-- Work to complete --
Write out exactly the lines that run from the one containing "Each instance receives a single keypoint. Tag the trash" to the end of the entries below, with both end lines included.

--- Data for the task ---

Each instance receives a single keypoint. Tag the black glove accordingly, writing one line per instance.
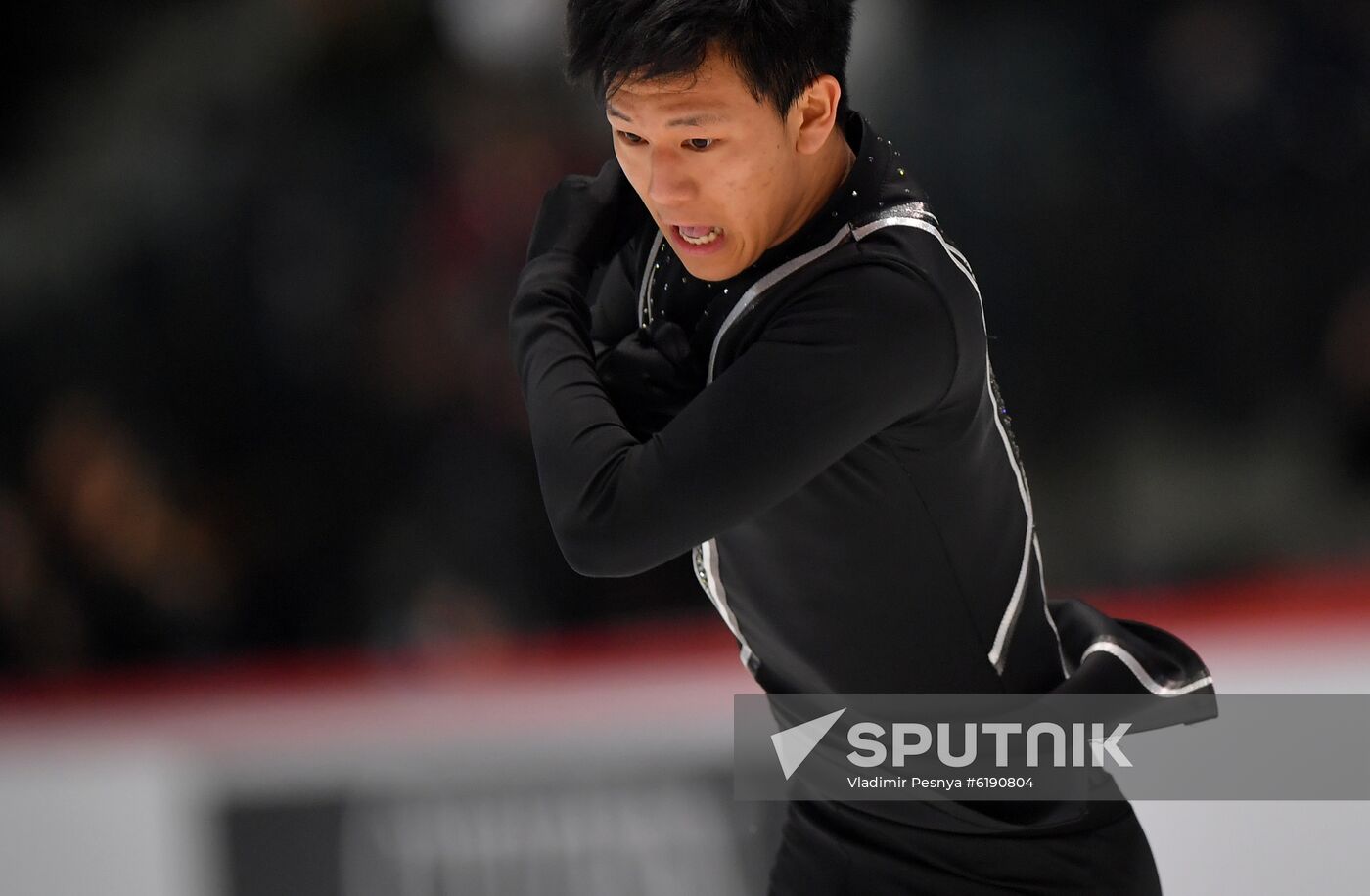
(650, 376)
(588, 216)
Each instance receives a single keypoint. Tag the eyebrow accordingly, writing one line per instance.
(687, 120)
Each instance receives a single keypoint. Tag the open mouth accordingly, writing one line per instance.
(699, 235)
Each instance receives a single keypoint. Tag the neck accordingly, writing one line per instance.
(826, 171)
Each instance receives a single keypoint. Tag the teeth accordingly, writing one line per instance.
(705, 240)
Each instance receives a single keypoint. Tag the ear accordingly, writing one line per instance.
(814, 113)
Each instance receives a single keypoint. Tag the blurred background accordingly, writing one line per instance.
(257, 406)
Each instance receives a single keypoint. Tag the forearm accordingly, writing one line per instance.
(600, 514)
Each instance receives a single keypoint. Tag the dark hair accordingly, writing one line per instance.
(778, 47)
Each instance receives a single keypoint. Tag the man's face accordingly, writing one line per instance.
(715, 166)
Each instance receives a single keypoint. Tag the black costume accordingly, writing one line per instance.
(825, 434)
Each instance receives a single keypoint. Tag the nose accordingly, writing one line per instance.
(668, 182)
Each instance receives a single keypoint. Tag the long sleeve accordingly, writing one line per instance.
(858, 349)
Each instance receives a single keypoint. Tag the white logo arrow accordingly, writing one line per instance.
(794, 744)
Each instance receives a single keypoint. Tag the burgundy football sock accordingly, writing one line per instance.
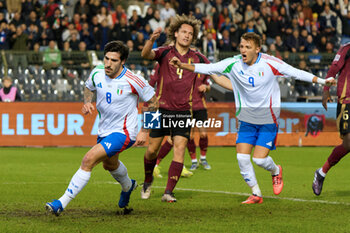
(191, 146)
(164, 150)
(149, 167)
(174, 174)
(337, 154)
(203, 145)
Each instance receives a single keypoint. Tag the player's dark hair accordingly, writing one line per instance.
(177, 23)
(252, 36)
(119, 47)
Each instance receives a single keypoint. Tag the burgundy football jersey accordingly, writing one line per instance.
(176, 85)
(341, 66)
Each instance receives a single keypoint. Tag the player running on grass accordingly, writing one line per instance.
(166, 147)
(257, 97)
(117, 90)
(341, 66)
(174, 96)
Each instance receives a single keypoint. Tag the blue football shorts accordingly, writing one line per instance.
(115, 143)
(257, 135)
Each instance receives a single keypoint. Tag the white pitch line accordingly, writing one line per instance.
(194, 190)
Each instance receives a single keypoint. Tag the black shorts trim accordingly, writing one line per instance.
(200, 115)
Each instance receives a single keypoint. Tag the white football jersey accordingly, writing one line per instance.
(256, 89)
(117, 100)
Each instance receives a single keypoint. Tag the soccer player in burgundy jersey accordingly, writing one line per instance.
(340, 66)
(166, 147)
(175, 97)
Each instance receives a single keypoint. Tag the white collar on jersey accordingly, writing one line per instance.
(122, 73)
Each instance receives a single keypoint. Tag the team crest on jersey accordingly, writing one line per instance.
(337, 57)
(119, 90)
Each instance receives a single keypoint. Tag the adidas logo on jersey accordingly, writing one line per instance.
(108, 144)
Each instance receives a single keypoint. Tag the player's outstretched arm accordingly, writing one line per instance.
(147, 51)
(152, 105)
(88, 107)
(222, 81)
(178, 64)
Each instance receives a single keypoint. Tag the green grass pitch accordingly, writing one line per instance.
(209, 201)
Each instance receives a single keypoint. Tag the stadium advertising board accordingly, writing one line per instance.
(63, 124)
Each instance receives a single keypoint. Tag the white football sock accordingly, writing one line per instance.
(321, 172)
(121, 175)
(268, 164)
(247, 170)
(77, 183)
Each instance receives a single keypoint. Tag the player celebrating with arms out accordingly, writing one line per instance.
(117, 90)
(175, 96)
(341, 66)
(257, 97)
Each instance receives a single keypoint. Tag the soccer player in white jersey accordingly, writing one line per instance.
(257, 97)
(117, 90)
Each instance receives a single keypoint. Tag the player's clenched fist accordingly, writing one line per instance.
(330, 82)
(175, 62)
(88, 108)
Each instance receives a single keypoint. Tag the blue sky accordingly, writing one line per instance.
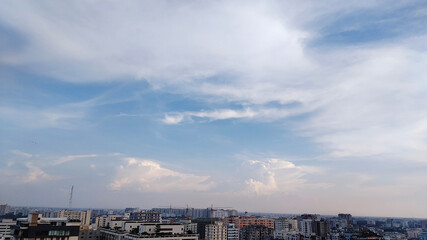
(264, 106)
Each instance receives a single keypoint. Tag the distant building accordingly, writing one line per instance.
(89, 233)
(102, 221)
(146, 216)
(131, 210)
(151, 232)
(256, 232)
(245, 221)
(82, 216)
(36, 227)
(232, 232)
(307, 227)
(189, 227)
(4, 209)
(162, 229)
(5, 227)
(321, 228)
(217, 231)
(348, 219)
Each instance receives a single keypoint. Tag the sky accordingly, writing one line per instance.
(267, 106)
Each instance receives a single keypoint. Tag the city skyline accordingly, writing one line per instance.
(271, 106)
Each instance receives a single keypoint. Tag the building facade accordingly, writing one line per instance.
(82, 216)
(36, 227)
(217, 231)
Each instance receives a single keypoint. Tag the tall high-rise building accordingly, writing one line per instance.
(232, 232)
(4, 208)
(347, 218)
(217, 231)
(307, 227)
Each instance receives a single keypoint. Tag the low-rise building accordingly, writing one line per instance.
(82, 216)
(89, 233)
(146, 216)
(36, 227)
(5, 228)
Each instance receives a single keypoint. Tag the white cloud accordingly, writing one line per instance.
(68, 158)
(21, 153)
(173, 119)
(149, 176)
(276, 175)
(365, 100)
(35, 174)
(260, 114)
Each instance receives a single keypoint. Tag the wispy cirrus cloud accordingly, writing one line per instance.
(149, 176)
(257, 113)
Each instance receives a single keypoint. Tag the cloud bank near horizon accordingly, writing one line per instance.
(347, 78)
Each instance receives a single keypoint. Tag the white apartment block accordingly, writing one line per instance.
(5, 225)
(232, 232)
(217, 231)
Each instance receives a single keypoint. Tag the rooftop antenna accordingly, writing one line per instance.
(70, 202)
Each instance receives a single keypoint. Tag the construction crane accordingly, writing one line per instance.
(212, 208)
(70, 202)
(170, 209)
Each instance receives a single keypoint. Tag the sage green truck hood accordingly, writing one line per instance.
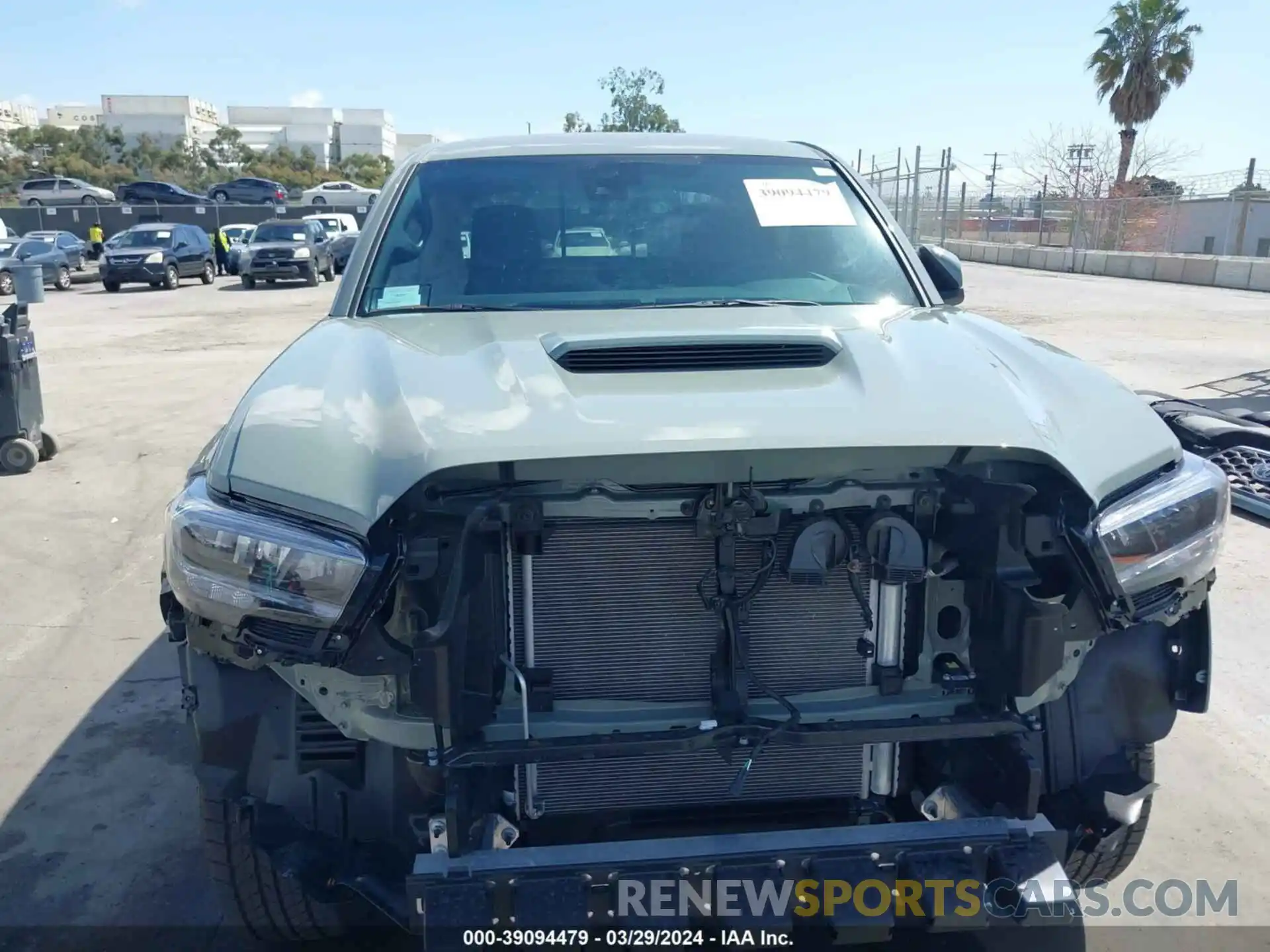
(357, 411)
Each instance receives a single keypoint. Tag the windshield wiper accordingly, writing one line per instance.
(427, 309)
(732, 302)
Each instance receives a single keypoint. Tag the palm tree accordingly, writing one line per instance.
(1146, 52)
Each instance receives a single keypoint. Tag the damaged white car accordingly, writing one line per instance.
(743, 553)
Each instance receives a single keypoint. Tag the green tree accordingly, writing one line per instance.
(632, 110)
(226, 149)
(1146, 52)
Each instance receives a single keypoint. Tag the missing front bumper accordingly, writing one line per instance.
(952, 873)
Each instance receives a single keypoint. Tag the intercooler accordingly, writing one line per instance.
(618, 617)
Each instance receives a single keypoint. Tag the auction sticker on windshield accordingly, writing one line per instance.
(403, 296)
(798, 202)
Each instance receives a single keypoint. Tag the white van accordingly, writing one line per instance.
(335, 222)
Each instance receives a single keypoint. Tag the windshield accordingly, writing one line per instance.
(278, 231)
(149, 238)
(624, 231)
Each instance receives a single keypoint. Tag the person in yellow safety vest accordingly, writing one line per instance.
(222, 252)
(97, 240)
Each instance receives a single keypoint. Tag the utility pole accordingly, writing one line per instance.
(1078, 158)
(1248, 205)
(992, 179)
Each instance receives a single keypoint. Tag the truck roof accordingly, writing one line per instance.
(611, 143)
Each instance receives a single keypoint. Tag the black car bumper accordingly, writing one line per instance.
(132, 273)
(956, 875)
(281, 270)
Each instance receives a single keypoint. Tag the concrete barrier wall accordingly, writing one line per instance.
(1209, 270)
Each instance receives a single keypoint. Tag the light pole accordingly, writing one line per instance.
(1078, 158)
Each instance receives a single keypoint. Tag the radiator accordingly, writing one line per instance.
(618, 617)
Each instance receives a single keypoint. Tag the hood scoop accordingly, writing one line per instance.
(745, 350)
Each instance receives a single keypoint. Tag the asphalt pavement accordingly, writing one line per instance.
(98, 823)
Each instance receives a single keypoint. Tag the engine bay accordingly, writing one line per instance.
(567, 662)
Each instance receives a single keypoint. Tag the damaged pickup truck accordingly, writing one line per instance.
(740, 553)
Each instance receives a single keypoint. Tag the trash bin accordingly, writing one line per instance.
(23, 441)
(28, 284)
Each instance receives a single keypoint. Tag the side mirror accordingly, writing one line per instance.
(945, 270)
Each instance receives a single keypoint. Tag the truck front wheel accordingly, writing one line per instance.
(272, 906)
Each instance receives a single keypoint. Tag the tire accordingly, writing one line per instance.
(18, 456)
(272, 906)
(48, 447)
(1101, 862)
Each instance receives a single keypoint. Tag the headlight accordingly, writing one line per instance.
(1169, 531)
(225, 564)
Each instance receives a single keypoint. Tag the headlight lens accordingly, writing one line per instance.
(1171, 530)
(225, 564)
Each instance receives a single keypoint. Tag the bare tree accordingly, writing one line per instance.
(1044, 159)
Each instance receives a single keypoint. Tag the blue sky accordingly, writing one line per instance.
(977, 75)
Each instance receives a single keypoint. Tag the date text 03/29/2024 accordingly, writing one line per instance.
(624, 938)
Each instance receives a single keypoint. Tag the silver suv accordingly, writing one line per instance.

---

-- Task solution --
Each instance receives a single keypoint. Tag the trash bin accordingly, writing one line per instance.
(23, 441)
(28, 284)
Each instance receives a single keypoint. Tag the side mirror accordingly, writing one line per instance.
(945, 270)
Each instance receives a single keypoint. Tag the truck front wheel accordingly, writing one line per instance.
(272, 906)
Each instance receives a single keypoint. Tag the tire accordingly, writing one line per instance.
(18, 456)
(272, 906)
(48, 447)
(1101, 862)
Each instance receives a single keypoint. Tag the headlight accordingly, writing one line per instance.
(1169, 531)
(225, 564)
Each instance receives a single keypoint. Tag the headlight lens accordingly, writing one line per instance.
(1171, 530)
(225, 564)
Each instance receives a single keypoint. Tag the bare tree accordingly, writing one line per instance.
(1044, 159)
Each instance receives a single keypoint. Tag the blue sky accordingly, writing one line per instance.
(977, 75)
Each instance receives a single keypoint. Tag the date text 03/29/2024 accordingly, writing one line per instance.
(624, 938)
Each instance receives a single keypoint. Tag the silver suv accordingly, writing one line per instance.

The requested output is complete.